[Start of Attachment]
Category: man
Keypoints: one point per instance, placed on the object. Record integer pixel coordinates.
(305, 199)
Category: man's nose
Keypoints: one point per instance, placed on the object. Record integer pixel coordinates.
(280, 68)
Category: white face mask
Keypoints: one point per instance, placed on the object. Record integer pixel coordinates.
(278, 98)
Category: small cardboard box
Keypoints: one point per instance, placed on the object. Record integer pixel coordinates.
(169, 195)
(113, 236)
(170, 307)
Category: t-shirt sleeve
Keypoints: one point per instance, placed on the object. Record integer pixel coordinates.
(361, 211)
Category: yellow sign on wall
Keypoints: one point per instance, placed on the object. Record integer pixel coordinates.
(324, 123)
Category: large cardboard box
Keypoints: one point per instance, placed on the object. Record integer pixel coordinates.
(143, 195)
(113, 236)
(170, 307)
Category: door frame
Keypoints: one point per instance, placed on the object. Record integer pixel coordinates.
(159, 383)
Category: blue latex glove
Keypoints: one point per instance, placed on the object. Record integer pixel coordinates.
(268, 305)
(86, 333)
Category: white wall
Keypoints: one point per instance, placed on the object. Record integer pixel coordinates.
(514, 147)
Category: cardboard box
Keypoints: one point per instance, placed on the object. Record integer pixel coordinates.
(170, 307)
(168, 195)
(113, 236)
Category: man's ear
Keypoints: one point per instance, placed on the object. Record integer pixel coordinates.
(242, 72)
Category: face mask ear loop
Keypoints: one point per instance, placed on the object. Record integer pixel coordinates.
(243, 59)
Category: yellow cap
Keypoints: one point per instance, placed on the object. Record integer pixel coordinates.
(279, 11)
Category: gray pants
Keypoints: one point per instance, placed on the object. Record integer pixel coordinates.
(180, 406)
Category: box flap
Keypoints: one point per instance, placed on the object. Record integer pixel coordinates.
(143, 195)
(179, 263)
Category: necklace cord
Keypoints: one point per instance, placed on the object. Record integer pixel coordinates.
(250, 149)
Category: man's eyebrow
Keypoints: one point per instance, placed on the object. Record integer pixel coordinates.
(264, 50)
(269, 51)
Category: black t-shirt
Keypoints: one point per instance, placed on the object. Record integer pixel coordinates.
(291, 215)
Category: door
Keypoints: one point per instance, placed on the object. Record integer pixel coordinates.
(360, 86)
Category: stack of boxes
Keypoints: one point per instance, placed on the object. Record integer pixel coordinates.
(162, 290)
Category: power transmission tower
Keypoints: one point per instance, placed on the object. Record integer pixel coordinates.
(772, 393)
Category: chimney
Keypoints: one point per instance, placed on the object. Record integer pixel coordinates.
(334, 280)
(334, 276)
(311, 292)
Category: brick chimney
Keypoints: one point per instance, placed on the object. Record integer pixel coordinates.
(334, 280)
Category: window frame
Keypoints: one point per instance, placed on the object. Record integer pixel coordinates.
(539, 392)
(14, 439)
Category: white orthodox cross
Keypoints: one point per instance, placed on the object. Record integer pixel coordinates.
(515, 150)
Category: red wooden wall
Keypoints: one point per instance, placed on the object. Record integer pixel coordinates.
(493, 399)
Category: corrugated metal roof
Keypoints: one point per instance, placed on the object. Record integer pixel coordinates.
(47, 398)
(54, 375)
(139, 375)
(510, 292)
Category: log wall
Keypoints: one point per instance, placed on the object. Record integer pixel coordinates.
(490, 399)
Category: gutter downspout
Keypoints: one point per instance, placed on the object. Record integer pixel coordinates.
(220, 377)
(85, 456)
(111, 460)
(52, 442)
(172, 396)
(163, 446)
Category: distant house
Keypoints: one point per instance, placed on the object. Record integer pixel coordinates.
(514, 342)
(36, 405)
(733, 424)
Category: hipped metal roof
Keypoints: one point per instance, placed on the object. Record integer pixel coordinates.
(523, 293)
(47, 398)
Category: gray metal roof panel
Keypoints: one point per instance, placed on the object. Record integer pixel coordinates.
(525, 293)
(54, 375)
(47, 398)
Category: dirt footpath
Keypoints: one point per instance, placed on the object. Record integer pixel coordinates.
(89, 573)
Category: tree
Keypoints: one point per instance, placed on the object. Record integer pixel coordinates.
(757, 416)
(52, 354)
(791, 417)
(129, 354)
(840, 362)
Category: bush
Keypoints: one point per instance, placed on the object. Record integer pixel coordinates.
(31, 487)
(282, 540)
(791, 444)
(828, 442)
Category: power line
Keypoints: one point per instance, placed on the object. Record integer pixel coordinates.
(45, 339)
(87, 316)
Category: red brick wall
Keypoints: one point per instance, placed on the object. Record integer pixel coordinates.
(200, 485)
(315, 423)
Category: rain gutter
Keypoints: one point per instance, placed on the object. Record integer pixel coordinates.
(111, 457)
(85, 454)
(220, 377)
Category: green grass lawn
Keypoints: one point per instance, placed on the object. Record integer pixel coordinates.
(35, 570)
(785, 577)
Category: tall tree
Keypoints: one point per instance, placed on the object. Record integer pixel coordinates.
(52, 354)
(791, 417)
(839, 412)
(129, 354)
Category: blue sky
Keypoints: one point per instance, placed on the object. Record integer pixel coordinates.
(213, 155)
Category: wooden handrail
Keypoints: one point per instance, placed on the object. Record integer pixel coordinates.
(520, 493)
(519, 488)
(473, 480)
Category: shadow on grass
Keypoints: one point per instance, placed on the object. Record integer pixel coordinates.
[End of Attachment]
Restate the records exactly. Leave nothing out.

Category: man
Keypoints: one point per instance, placed on the object. Record integer pixel coordinates.
(305, 199)
Category: man's nose
Keypoints: one point per instance, placed on the object. Record integer pixel coordinates.
(280, 68)
Category: white face mask
Keypoints: one point per instance, placed on the object. Record integer pixel coordinates.
(278, 98)
Category: small cardboard box
Keypoints: one point per instance, placed on the object. Record integer pixel coordinates.
(169, 195)
(113, 236)
(170, 307)
Category: t-shirt sleeve
Keypoints: one point per instance, placed on the object. Record integer pixel coordinates.
(361, 211)
Category: yellow sign on wall
Keypoints: one point per instance, placed on the object. Record integer pixel coordinates.
(324, 123)
Category: large cardboard box
Keypoints: one point per instance, placed on the object. Record integer pixel coordinates.
(143, 195)
(113, 236)
(170, 307)
Category: door frame
Keypoints: one point per instance, placed on the object. Record integer pixel coordinates.
(159, 383)
Category: blue latex glove
Keypoints: one point per instance, placed on the object. Record integer pixel coordinates.
(268, 305)
(86, 333)
Category: white wall
Keypoints: one point per instance, placed on the object. Record integer pixel coordinates.
(514, 147)
Category: cardboard box
Keypoints: one point per instance, placed on the object. Record integer pixel coordinates.
(170, 307)
(168, 195)
(113, 236)
Category: man's ear
Keypoints: one point per instance, placed on the object. Record integer pixel coordinates.
(242, 72)
Category: face mask ear loop
Keypoints: one point per instance, placed on the object. Record integer pixel coordinates.
(243, 59)
Category: yellow cap
Keypoints: one point per instance, placed on the object. Record integer pixel coordinates.
(279, 11)
Category: gray pants
Keypoints: one point per instance, placed on the object. Record integer pixel coordinates.
(180, 406)
Category: box flap
Keypoints: one point per instance, placed on the object. Record integer pixel coordinates.
(143, 195)
(179, 263)
Category: necklace cord
Keypoints: one point per instance, placed on the object. Record integer pixel coordinates.
(250, 149)
Category: man's eyebrow
Keypoints: one point per instance, placed on the object. Record integer pixel coordinates.
(264, 50)
(269, 51)
Category: black t-shirt
Keypoints: one point per instance, placed on the object. Record integer pixel coordinates.
(291, 215)
Category: door
Keypoints: one point per instance, placed on the object. Record integer pixel coordinates.
(360, 86)
Category: stack of boxes
Keypoints: one point per instance, placed on the object. Record integer pixel coordinates.
(162, 290)
Category: power transmission tower
Keypoints: one point per instance, placed on the object. Record integer pixel coordinates.
(772, 393)
Category: chimney
Keypoints: one point per instance, placed on the object. Record integer pixel coordinates.
(334, 280)
(334, 276)
(311, 292)
Category: brick chimney
Keypoints: one point per instance, placed on the object. Record integer pixel coordinates.
(334, 280)
Category: window frame
Keypoints: one point per instance, placed on the object. Record integer pixel coordinates.
(539, 392)
(14, 439)
Category: white orthodox cross
Keypoints: one point per instance, placed on the object. Record integer pixel coordinates.
(515, 150)
Category: red wooden wall
Keypoints: one point per instance, placed on the object. Record integer pixel coordinates.
(493, 399)
Category: corrugated metal roof
Keypoints: one point per instance, placed on the object. Record integer pixel coordinates.
(47, 398)
(54, 375)
(139, 375)
(510, 292)
Category: log wall
Keypoints: one point per instance, placed on the object. Record integer pixel coordinates.
(490, 399)
Category: gutter downspout
Keypoints: one point per instance, placed on the object. Record integer pixel coordinates.
(220, 377)
(85, 456)
(111, 460)
(52, 442)
(172, 396)
(163, 446)
Category: distant house
Keypoints: one point per instance, placed on the object. Record integer pixel coordinates.
(514, 342)
(36, 405)
(733, 424)
Category: hipped metal roof
Keypoints: one point per instance, placed on the object. Record integer pixel coordinates.
(523, 293)
(47, 398)
Category: gray metal roof panel
Keypoints: one point per instance, placed on the object. Record integer pixel coordinates.
(525, 293)
(54, 375)
(47, 398)
Category: dirt footpath
Keypoints: one point per instance, placed on the object. Record integer pixel coordinates.
(89, 573)
Category: tree
Keypoints: one point per instance, placed on the object. Record integer pixel coordinates.
(757, 416)
(52, 354)
(791, 417)
(129, 354)
(840, 362)
Category: bush
Keypoints: one point per instance, placed on the object. Record integer pixel coordinates.
(31, 487)
(282, 540)
(791, 444)
(828, 442)
Category: power line
Keypoints: one point per instance, placed on the object. Record integer pixel coordinates.
(45, 339)
(87, 316)
Category: red brick wall
Keypoints: one point per instance, placed on the object. Record integer pixel coordinates.
(200, 485)
(315, 423)
Category: rain gutter
Keypoints: one point per instance, placed on the object. Record integer pixel coordinates.
(111, 457)
(85, 454)
(220, 377)
Category: green grass lawn
Keypoints: one point per instance, placed on the object. Record integer pixel coordinates.
(35, 570)
(785, 577)
Category: tall tree
Keypoints: one point per instance, placed on the object. Record integer pixel coordinates.
(52, 354)
(791, 417)
(839, 412)
(129, 354)
Category: blue sky
Keypoints: one point per instance, placed on the object. Record integer pixel coordinates.
(213, 155)
Category: wooden handrail
Keypoints: one point per instance, placed on the object. Record integer pixel coordinates.
(520, 493)
(519, 488)
(473, 480)
Category: shadow on grass
Keypoints: one point per instance, placed on the object. Record integer pixel coordinates.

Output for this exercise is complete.